■ Records provided:
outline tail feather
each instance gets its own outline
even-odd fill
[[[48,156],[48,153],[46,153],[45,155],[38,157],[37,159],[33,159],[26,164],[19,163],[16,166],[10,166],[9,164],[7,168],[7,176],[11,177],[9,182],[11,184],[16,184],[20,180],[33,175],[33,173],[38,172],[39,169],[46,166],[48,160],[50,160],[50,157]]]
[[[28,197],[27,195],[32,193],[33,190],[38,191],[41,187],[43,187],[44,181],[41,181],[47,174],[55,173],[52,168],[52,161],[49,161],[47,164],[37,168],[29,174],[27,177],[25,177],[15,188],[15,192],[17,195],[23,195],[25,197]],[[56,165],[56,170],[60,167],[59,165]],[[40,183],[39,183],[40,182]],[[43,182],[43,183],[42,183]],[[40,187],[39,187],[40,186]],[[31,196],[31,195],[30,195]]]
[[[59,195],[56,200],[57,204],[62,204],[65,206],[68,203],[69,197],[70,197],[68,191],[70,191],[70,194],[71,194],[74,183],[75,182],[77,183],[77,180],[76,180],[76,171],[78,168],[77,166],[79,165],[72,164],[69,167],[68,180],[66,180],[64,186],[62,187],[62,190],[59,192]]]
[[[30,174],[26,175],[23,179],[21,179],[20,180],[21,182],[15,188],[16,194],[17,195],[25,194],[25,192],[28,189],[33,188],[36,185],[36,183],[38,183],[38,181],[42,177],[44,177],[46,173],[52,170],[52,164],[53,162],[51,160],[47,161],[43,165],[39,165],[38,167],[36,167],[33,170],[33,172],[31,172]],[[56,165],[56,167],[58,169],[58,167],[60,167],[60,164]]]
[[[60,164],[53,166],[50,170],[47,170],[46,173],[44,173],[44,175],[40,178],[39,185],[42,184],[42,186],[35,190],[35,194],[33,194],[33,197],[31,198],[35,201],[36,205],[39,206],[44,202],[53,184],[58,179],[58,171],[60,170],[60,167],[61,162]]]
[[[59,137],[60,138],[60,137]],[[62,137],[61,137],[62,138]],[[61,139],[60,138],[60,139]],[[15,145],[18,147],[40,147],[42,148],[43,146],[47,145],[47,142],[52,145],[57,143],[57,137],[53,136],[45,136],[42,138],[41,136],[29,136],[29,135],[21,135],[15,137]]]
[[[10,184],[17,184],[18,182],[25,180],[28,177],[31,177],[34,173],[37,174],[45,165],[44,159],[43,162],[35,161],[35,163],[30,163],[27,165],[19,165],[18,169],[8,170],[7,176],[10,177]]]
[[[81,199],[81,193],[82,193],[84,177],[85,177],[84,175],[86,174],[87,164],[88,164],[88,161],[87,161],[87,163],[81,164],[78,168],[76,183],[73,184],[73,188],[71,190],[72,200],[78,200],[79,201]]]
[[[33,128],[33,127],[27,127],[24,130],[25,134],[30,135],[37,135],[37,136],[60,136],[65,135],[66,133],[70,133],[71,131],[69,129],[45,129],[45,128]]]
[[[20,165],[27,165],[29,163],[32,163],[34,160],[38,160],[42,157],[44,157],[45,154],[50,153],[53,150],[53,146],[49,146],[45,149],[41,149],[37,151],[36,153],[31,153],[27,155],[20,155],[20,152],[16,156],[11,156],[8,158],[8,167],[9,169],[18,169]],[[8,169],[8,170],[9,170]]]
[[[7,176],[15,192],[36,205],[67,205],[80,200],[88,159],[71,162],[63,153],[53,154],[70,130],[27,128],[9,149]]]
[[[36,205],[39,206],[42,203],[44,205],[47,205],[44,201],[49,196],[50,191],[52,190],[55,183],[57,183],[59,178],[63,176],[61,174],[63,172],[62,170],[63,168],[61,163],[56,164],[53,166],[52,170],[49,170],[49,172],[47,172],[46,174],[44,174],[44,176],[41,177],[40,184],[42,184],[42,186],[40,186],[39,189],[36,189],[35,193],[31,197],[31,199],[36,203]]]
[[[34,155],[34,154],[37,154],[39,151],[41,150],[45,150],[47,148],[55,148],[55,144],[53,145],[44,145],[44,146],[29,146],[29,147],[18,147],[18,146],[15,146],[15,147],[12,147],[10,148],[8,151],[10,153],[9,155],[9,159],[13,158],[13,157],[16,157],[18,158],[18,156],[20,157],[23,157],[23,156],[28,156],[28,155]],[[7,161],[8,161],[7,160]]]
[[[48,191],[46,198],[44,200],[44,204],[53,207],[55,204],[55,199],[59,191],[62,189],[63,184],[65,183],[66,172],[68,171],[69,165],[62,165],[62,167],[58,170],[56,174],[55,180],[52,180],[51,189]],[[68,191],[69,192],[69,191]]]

■ What you are asked to do: Write out exactly, please, the lines beginning at the start of the material and ending with the line that holds "each instance gets its own outline", both included.

■ Finished task:
outline tail feather
each instance gets its own outline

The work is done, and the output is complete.